[Start of Attachment]
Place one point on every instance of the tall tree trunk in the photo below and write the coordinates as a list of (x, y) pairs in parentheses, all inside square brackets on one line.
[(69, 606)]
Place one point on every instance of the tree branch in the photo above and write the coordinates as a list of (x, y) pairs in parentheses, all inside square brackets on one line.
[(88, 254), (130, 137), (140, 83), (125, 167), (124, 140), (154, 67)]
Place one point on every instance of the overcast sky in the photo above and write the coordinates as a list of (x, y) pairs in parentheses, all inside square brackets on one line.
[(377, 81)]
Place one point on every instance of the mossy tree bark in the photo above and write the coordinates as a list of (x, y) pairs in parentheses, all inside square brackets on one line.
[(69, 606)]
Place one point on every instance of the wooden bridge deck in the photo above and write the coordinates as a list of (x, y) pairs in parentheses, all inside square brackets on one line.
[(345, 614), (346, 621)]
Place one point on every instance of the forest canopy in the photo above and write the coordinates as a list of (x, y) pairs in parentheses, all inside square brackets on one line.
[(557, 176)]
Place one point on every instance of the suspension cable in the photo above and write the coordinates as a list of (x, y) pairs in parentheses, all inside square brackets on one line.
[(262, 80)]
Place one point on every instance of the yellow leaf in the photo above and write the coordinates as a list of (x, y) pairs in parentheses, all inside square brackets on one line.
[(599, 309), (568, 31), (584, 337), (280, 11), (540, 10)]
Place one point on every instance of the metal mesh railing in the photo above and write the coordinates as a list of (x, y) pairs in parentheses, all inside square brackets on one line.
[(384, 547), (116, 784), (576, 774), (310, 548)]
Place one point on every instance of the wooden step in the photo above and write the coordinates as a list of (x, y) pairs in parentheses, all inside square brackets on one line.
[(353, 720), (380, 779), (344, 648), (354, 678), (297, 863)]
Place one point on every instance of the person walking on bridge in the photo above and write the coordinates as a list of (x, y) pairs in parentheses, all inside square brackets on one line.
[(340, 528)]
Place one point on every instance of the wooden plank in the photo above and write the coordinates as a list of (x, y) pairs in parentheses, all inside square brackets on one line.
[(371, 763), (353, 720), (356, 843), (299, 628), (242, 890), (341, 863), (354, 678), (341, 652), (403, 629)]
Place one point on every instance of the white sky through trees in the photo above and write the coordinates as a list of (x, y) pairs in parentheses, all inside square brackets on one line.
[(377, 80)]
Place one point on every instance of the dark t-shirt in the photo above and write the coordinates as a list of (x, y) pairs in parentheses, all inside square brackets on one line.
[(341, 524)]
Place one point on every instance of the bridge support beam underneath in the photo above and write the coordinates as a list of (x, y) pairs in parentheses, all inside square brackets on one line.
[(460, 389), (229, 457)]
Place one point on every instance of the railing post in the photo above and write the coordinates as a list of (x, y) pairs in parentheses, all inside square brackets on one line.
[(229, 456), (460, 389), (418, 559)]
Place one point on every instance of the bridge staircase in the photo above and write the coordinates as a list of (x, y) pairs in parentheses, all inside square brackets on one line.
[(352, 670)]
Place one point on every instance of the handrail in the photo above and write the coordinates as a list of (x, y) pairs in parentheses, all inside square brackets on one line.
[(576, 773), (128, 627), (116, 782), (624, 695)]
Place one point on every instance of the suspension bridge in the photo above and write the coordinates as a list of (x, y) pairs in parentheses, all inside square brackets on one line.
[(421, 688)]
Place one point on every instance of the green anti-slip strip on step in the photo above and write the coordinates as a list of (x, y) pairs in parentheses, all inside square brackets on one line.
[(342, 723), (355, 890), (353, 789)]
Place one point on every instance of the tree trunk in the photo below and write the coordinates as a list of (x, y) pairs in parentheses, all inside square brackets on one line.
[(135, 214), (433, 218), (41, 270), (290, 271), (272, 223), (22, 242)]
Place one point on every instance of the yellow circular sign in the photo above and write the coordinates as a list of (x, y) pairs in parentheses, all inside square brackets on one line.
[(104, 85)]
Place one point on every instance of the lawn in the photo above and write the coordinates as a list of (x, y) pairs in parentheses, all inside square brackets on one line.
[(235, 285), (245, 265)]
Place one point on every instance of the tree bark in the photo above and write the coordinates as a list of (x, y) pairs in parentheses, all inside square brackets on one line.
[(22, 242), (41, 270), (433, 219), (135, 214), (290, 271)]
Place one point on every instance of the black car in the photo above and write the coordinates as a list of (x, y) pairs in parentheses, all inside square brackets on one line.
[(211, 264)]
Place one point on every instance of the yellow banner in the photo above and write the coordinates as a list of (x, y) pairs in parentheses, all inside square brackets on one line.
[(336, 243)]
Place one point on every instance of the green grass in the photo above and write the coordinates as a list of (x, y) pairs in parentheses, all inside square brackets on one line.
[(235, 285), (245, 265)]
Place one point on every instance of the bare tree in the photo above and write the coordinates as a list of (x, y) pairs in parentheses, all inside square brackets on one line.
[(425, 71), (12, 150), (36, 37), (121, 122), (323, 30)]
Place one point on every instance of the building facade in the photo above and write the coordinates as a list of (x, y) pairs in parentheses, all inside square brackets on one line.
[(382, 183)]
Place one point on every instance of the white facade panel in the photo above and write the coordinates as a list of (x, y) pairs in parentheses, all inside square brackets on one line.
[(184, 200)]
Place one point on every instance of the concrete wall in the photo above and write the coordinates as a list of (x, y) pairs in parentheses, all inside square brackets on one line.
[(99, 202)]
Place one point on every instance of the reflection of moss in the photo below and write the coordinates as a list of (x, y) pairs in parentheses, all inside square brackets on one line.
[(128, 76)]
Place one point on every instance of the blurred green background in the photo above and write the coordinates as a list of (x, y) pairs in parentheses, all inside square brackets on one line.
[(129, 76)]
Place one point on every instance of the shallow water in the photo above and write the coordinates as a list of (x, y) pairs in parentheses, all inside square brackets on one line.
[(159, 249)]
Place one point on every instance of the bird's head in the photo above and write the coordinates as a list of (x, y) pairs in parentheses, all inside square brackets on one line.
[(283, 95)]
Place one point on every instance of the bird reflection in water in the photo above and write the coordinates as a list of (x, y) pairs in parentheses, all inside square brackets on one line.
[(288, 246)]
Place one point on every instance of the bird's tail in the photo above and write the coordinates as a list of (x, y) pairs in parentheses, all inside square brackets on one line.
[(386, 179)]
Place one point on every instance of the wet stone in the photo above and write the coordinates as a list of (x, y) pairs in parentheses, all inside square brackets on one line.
[End of Attachment]
## Problem to work on
Your task is to reproduce each entry exactly.

## Your solution
Place one point on every instance of the tall tree trunk in the photo below and write the coordinates as a list of (x, y) pairs in parentheses, all inside square brackets on one line.
[(69, 606)]
Place one point on every instance of the tree branch in the photo above and write the coordinates as a list of (x, y) pairs in parentheses, all inside square brackets on one line.
[(88, 254), (130, 137), (140, 83), (125, 167), (124, 140), (154, 67)]
Place one point on every instance of the overcast sky in the photo above and write the coordinates as a list of (x, y) pairs in parentheses, all inside square brackets on one line.
[(377, 81)]
Place one point on every instance of the mossy tree bark in the photo above and write the coordinates as a list of (x, y) pairs in parentheses, all inside square brackets on one line.
[(69, 606)]
Place one point on every instance of the wooden bridge deck in the photo above and write the coordinates as a list of (x, y) pairs in parentheses, all inside square brackets on one line.
[(345, 614), (346, 621)]
Place one point on every instance of the forest canopy in the photo above and write the coordinates as a list of (x, y) pairs in parentheses, all inside square brackets on one line.
[(557, 176)]
Place one point on every instance of the suspension cable in the photo above and write the coordinates as a list of (x, y) pairs in parentheses, all inside square brackets on one line.
[(262, 80)]
Place one point on every instance of the yellow leaf in the photo above and write the coordinates as a list of (x, y) pairs in parentheses, all inside square brackets on one line.
[(599, 309), (568, 31), (584, 337), (280, 11), (540, 10)]
Place one point on every instance of the metal mesh railing in the photo above and write the coordinates as a list of (x, y) pairs in parentheses, all inside square brackets on one line.
[(384, 547), (116, 784), (576, 774), (310, 548)]
Place one point on every instance of the wooden step in the photo above and write the coordinates as a list of (x, y) pairs in parentheses, all inside square brackets on one line.
[(353, 720), (380, 779), (344, 648), (354, 678), (297, 863)]
Place one point on every instance of the person walking on bridge in the photo above and write the coordinates as a list of (x, y) pairs in parentheses, all inside square brackets on one line.
[(340, 528)]
Place one point on every instance of the wooden plank in the photo above and write the coordinates as a list of (x, y) pairs in parentheses, all inside square brackets on one line.
[(371, 763), (353, 720), (356, 843), (299, 628), (242, 890), (341, 863), (354, 678), (341, 652), (403, 629)]
Place one point on every instance of the white sky through trees in the photo above and write the coordinates as a list of (x, y) pairs in parentheses, all inside square brackets on one line.
[(377, 80)]
Place one point on every instance of the dark t-shirt in the photo above and write the coordinates as a list of (x, y) pairs in parentheses, all inside square brackets on one line.
[(341, 524)]
Place one point on every instance of the bridge support beam underneath in the photo above and write the coordinates as a list of (x, y) pairs in parentheses, all inside square brackets on one line.
[(460, 389), (229, 457)]
Place one point on every instance of the railing post in the photo above and write the coordinates as a list of (x, y) pairs in parentheses, all inside square brackets on one line.
[(229, 456), (460, 389), (418, 559)]
Place one point on every instance of the bridge staircase in the photo above and write the coordinates as a list of (x, y) pairs in parentheses, all inside square brackets on one line.
[(352, 670)]
Place one point on every instance of the handrail in the photo above and write the coordinates as a list of (x, y) pairs in parentheses, all inside square brackets on one line.
[(576, 773), (128, 627), (116, 782), (624, 695)]
Place one point on every instance of the suspension bridge in the photo above and write the coordinates as a list of (x, y) pairs in parentheses, all inside square brackets on one line.
[(421, 688)]
Place one point on every instance of the green anti-slip strip on step in the photo above and write the coordinates as a list of (x, y) pairs in parentheses, all inside square brackets on one line.
[(342, 723), (355, 890), (353, 789)]
Place one point on every instance of the tree trunk in the photo below and write the coordinates as a list of (x, y) pairs in parentheses, all inside square brackets on one line.
[(135, 214), (433, 218), (41, 270), (290, 271), (272, 223), (22, 242)]
Place one point on every instance of the yellow circular sign in the photo above and write the coordinates as a list of (x, y) pairs in parentheses, all inside square brackets on one line.
[(104, 85)]
Place one point on every instance of the lawn in the photo above and write the coordinates as a list of (x, y) pairs in parentheses, all inside square brackets on one line.
[(235, 285), (245, 265)]
Place one point on every instance of the tree bark in the photo above and write the coordinates as a list of (x, y) pairs in parentheses, all inside square brackets on one line.
[(22, 242), (41, 270), (433, 219), (135, 214), (290, 271)]
Place one point on every instance of the black car in the photo above and write the coordinates as a list of (x, y) pairs in parentheses, all inside square brackets on one line.
[(211, 264)]
Place one point on every instance of the yellow banner in the photo above and write the coordinates as a list of (x, y) pairs in parentheses, all inside square brackets on one line.
[(336, 243)]
Place one point on every instance of the green grass in the photo above and write the coordinates as a list of (x, y) pairs in parentheses, all inside square brackets on one line.
[(235, 285), (245, 265)]
Place one point on every instance of the bare tree in the photo above and write the coordinates as a list of (x, y) pairs in parentheses, all inside square brackets on one line.
[(425, 71), (12, 150), (36, 37), (121, 122), (323, 30)]
Place one point on every instance of the building facade in the photo above and write the coordinates as a list of (x, y) pairs in parentheses, all inside square brackets on one line.
[(382, 183)]
Place one point on every instance of the white facade panel in the photo above and write the coordinates as a list of (x, y) pairs in parentheses, all inside square brackets on one line.
[(184, 200)]
Place one point on every instance of the concrete wall in the photo above and write the coordinates as a list of (x, y) pairs in parentheses, all inside square brackets on one line.
[(99, 202)]
Place one point on every instance of the reflection of moss in the photo below and write the coordinates as a list of (x, y) pairs in parentheses, all inside square brackets on one line.
[(128, 76)]
Place one point on every instance of the blurred green background in the photo above and write the coordinates as a list of (x, y) pairs in parentheses, all inside square brackets on one line.
[(129, 76)]
Place one point on every instance of the shallow water in the photo above and write the coordinates as a list of (x, y) pairs in parentheses, all inside square brackets on one line.
[(159, 249)]
Place one point on every instance of the bird's head in the photo above and write the coordinates as a list of (x, y) pairs in parentheses, all inside square brackets on one line.
[(283, 95)]
Place one point on every instance of the bird reflection in water in the photo above and write the coordinates as a list of (x, y) pairs in parentheses, all inside square brackets on one line.
[(288, 246)]
Place one point on every instance of the bird's tail in the photo above and write the coordinates as a list of (x, y) pairs in parentheses, all inside square brackets on one line.
[(386, 179)]
Place one point on every instance of the wet stone in the photo above and write the coordinates as a list of (x, y) pairs in parentheses, all inside square brackets on one line.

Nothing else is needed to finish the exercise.